Despite the UK entering its largest-ever recession this year, with the economy shrinking by more than 20% in Q2, house prices have shown strong growth, rising by 5.8% year-on-year to reach a record high of £227,826 in October 2020, the biggest annual rise in almost 6 years. The UK property market, which was brought to a sudden halt with the introduction of a national lockdown in March, has displayed a robust recovery since reopening in May, driven by various government schemes and record-low interest rates. However, with many of these policies set to be revoked in the coming months, and as the UK enters a second national lockdown, can this trend be sustained?
The impact of COVID on the property market
With the introduction of the national lockdown in March, the UK government practically suspended the country’s property market, stopping estate agents from marketing new homes and banning property visits while stay-at-home measures were in place. This prevented any new transactions from taking place after the current round of pending completions, causing property sales expectations to drop to their lowest level in over 20 years, with the government estimating that 450,000 housing moves were delayed or canceled altogether as a result.
Even when property restrictions were lifted on May 13th, lower incomes and reduced confidence in future finances meant that 41% of would-be home movers had suspended their plans, according to property website Zoopla. For those still interested in purchasing a house in this period, plummeting numbers of approved mortgages, particularly at higher loan-to-value ratios, made financing these moves increasingly difficult, demonstrating the indirect manner in which the pandemic has affected housing demand, beyond the effective closure of the industry in March.

Saved entries:
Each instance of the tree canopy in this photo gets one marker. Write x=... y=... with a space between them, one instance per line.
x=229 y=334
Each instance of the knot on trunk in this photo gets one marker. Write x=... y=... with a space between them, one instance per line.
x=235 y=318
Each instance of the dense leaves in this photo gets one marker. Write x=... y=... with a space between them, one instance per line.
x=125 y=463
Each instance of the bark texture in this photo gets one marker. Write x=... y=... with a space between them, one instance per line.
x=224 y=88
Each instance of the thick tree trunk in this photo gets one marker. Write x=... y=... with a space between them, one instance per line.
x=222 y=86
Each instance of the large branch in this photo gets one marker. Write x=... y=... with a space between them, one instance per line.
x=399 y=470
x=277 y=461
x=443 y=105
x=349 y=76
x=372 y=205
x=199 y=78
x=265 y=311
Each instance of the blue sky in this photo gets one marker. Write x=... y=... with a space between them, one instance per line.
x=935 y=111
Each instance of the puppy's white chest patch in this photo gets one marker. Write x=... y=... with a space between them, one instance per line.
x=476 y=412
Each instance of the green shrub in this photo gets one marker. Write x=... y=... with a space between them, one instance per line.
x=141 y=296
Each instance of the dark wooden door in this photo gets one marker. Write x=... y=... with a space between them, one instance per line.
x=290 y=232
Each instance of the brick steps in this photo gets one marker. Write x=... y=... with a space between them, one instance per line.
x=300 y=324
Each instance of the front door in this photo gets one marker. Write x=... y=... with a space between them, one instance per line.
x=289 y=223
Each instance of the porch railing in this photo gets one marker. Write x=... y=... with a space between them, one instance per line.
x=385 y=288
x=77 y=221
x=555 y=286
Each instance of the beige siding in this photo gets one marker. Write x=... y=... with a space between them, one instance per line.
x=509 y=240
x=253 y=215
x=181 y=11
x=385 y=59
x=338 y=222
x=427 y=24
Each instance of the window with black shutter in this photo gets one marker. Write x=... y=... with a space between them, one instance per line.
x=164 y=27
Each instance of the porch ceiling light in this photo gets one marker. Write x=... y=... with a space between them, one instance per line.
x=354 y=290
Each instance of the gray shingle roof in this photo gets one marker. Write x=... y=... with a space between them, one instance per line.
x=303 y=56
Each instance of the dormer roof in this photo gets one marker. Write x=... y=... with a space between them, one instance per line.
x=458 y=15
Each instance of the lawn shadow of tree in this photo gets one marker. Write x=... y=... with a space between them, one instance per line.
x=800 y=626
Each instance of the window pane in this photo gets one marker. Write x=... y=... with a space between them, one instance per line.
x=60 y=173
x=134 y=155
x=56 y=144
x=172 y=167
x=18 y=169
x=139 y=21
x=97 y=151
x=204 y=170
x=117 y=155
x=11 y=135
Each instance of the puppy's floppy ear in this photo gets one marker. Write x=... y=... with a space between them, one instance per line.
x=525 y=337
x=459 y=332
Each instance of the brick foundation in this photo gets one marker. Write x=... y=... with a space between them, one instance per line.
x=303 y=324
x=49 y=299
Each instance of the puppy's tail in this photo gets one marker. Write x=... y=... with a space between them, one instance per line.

» Tasks for this exercise
- A) Please say whether each statement agrees with the UK property market passage, answering yes or no and quoting the words that decide it: (i) UK house prices reached a record high of £227,826 in October 2020; (ii) property restrictions were lifted on May 13th; (iii) according to Zoopla, 45% of would-be home movers had suspended their plans.
- B) Carry on the UK property market passage from the point where it stops.
The listing has no connection to the UK property market passage.

» Response list
- A)
(i) Yes: "rising by 5.8% year-on-year to reach a record high of £227,826 in October 2020"
(ii) Yes: "Even when property restrictions were lifted on May 13th"
(iii) No: "41% of would-be home movers had suspended their plans, according to property website Zoopla"

- B)
Government initiatives trigger strong property demand recovery
Since the property market reopened in May, demand for housing has displayed a robust recovery, underpinned by record-low interest rates of 0.1%. This trend was accelerated in July with the introduction of the stamp duty holiday, leaving 140,000 more buyers currently in the queue to complete their home purchase compared to the same period last year, in order to finalise the purchase ahead of the deadline. Under the scheme, stamp duty will not need to be paid on the first £500,000 of the property transaction value in England and Northern Ireland, up from £125,000 under regular circumstances, saving buyers up to £15,000 on home purchases. Average house prices have shown strong growth since the introduction of the scheme, particularly in August, where the 2.0% monthly increase represented the largest rise in 16 years. This demonstrates the impact that the stamp duty holiday, alongside other government initiatives such as the furlough and mortgage holiday schemes, have had in releasing pent-up demand, after the industry was shut off completely during the early periods of national lockdown.
The loosening of the demand accumulated saw the number of approved mortgages in the UK reach their highest levels since 2007, rising by 7.0% month-on-month to reach 91,500 in September, significantly above the expected 76,000 according to a consensus of economists polled by Reuters. Transaction volumes have risen greatly as a result, with 418,000 sales, worth a total of £112bn, currently in the pipeline. The largest increases in year-to-date sales volumes were experienced in the South-East region and in London, which are up 15% and 12% respectively, considerably above the 3% national average.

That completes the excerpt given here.